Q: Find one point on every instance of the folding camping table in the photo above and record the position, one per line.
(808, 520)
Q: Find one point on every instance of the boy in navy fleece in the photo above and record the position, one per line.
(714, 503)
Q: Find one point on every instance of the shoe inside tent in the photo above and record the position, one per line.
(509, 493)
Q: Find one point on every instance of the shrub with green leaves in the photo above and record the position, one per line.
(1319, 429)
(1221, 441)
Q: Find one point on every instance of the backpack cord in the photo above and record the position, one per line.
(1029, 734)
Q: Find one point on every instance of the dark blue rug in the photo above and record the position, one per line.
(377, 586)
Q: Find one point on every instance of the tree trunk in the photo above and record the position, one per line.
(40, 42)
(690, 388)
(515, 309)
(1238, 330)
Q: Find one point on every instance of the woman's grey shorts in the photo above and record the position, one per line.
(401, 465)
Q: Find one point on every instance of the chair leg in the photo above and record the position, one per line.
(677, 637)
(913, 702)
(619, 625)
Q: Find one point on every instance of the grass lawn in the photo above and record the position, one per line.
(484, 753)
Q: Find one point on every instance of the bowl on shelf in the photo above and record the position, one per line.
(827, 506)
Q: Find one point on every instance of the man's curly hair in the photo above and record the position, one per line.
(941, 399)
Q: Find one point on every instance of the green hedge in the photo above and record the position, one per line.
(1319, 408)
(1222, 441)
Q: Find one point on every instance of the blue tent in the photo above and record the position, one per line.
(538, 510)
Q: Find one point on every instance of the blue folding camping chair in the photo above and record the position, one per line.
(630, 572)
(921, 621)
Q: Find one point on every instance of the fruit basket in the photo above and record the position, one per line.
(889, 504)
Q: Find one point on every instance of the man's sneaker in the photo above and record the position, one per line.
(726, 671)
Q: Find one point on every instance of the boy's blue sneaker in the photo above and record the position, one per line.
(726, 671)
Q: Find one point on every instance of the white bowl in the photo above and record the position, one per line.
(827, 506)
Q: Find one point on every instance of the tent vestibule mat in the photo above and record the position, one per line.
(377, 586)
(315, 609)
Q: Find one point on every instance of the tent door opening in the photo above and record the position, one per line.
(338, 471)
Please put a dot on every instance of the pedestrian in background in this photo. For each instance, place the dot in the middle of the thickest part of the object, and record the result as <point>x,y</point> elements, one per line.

□ □ □ □

_Exercise description_. Repeat the data verbatim.

_Response to this task_.
Q: Find one point on every instance of the folding camping table in the photo above and record the position, one per line.
(808, 520)
Q: Find one point on every instance of the boy in navy fleece in the photo above and record the position, one per line.
(714, 503)
Q: Find one point on every instance of the shoe inside tent in the photo above and record the position, one per line.
(509, 493)
Q: Find one point on every instance of the shrub with green leaves in the photo above and record the position, one per line.
(1319, 429)
(1221, 441)
Q: Find one point on every instance of the backpack cord in the photo above and record the position, one per line.
(1029, 734)
Q: Find one point on every instance of the dark blue rug in the photo above and record the position, one per line.
(377, 586)
Q: Find one point on every instance of the tree trunk in the photo above and record the position, one per line.
(40, 42)
(690, 388)
(515, 309)
(1238, 330)
Q: Find one point on every instance of the woman's grey shorts in the photo above and record the position, one per line.
(401, 465)
Q: Find one point on every instance of the chair leg in the photo above and record the position, one per line.
(677, 637)
(913, 702)
(619, 625)
Q: Find one point on every instance of the grass lawn in the photo above and record the position, one per line.
(484, 753)
Q: Find one point on every instance of the bowl on shelf in the photo above and record the position, one per line.
(827, 506)
Q: Find one point on every instance of the man's curly hair in the photo above and record the position, one per line.
(941, 399)
Q: Find one point on every instance of the green hedge in the photo above and record the position, one per line.
(1319, 408)
(1222, 441)
Q: Find one point on every instance of the blue tent in the photo above and record the position, one per line.
(538, 510)
Q: Find one point on every instance of the blue folding camping chair in the photo above and record the position, one per line.
(630, 572)
(921, 621)
Q: Find one point on every instance of the fruit basket in the photo above and record the position, one per line.
(889, 504)
Q: Find one point on every instance of the man's sneaker in the photo above and record the position, one per line.
(726, 671)
Q: Find one point on every instance of the boy's blue sneaker in the photo above and record the position, one per line.
(726, 671)
Q: Find one point on every instance of the white bowl in the photo above and record the position, one per line.
(827, 506)
Q: Find one point on every instance of the tent vestibule mat in the photo above and record the position, one per line.
(377, 586)
(315, 609)
Q: Find one point on every instance of the tent door opening in the photo above and record the position, one per line.
(338, 471)
Please put a dot on every instance of the pedestrian in background in this photo. For each instance, place the dot in the middle of the thickest part of the object, and record the result as <point>x,y</point> elements, one per line.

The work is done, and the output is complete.